::: DATASET EXCERPTS
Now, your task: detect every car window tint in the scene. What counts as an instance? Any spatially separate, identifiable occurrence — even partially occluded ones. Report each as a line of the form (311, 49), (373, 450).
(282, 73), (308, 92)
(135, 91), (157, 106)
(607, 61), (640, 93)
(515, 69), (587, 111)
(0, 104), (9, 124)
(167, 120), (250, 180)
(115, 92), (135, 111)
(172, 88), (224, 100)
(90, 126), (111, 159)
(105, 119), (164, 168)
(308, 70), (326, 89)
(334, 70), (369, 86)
::::::
• **TASK**:
Could you retype every line of the data exactly?

• **TASK RESULT**:
Now, your task: detect every car window tint in the scene. What counts as an instance? Any spatially separate, identifiable occurrence — even partially occluded ones. Report each as a line of the form (311, 49), (373, 450).
(282, 73), (308, 92)
(135, 91), (157, 106)
(607, 61), (640, 93)
(515, 69), (587, 111)
(0, 104), (9, 124)
(167, 120), (250, 180)
(115, 92), (135, 111)
(172, 88), (224, 100)
(90, 126), (111, 159)
(105, 119), (164, 168)
(308, 70), (326, 89)
(334, 70), (369, 86)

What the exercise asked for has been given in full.